* Формулировка задания
Скопируйте без изменений фрагмент текста о Климе Самгине от слов «Писатель не успел» до слов «России, русской революции.» включительно.

* Исходный текст
┌──

Писатель не успел закончить свое произведение. По сохранившимся черновым наброскам и письмам Горького мы можем лишь догадываться о возможном конце Клима Ивановича.
Рассыплется ли Самгин в прах от столкновения с могучей волной народной революции еще до Октября, примет ли посильное участие на стороне Юденича в «спасении России» от революции и на том погибнет, сбежит ли за границу и там сделается сотрудником белоэмигрантской прессы или останется в рядах «внутренней эмиграции», чтобы исподтишка вредить Советам (над всеми этими возможными вариантами окончания книги подолгу раздумывал Горький),— во всех случаях он, бесспорно, кончит как непримиримый противник России, русской революции.
Горький от книги к книге все меньше скрывает свою антипатию к Самгину, усиливает критический пафос произведения, переходит от иронии к сарказму. Антипатия писателя к Климу Самгину настолько сильна, что и от произведения порой веет холодом. Последнее признавал и сам автор. В одном из писем к М. Ф. Андреевой он замечал: «Ты мне писала и говорила, что «Самгин» написан холодно. Это — все говорят. Но я думаю, что «прохладное» отношение к Герою объясняется тем, что он автору не симпатичен».

└──

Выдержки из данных
┌──

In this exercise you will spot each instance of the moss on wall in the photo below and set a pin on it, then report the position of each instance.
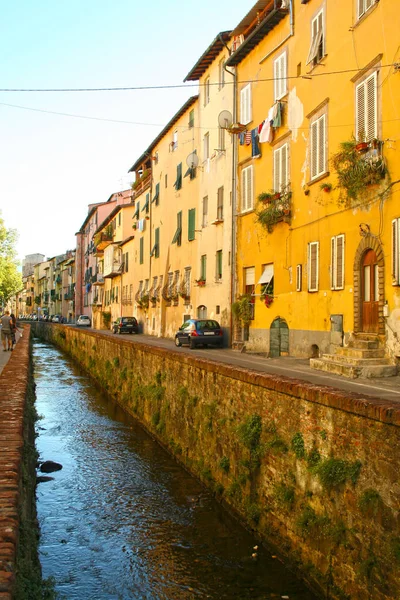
(312, 472)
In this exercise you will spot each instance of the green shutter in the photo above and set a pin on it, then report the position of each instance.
(191, 224)
(141, 250)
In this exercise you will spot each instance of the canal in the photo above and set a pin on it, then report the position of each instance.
(122, 520)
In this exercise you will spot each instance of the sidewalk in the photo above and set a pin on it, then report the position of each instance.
(5, 356)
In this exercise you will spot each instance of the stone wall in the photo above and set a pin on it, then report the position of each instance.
(311, 470)
(20, 573)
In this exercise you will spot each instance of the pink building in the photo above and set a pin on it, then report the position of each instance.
(85, 260)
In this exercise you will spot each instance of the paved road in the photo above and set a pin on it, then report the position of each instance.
(387, 388)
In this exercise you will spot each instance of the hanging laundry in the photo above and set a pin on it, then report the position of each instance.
(267, 134)
(277, 120)
(255, 148)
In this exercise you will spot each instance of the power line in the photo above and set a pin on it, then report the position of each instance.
(186, 85)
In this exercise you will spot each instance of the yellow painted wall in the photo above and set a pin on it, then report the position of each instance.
(316, 216)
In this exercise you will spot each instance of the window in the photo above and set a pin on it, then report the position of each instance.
(221, 74)
(191, 224)
(395, 252)
(178, 181)
(206, 91)
(218, 265)
(281, 160)
(245, 105)
(363, 6)
(317, 48)
(206, 146)
(313, 266)
(156, 248)
(177, 239)
(337, 262)
(247, 188)
(205, 212)
(221, 139)
(280, 76)
(366, 109)
(220, 204)
(156, 197)
(174, 144)
(318, 147)
(141, 250)
(203, 267)
(191, 119)
(249, 287)
(299, 278)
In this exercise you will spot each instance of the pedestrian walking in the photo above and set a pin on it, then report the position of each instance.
(5, 322)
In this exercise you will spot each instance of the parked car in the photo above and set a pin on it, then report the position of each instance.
(200, 332)
(83, 321)
(125, 325)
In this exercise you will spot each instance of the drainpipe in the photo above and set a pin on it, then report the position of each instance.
(234, 194)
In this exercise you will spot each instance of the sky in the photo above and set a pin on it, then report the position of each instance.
(51, 165)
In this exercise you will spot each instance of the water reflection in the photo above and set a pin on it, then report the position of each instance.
(121, 519)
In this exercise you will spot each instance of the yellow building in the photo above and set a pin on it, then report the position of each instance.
(318, 217)
(165, 223)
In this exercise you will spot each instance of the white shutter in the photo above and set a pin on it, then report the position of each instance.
(250, 276)
(366, 109)
(333, 263)
(395, 251)
(247, 188)
(245, 105)
(339, 282)
(313, 266)
(371, 129)
(298, 278)
(280, 77)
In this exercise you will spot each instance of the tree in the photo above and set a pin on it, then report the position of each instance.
(10, 278)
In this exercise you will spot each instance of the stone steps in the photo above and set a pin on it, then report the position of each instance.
(363, 357)
(353, 370)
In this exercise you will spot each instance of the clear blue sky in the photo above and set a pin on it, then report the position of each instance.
(52, 166)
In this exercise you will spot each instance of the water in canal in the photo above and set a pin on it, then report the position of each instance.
(122, 519)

└──

* Выполненное задание
Писатель не успел закончить свое произведение. По сохранившимся черновым наброскам и письмам Горького мы можем лишь догадываться о возможном конце Клима Ивановича.
Рассыплется ли Самгин в прах от столкновения с могучей волной народной революции еще до Октября, примет ли посильное участие на стороне Юденича в «спасении России» от революции и на том погибнет, сбежит ли за границу и там сделается сотрудником белоэмигрантской прессы или останется в рядах «внутренней эмиграции», чтобы исподтишка вредить Советам (над всеми этими возможными вариантами окончания книги подолгу раздумывал Горький),— во всех случаях он, бесспорно, кончит как непримиримый противник России, русской революции.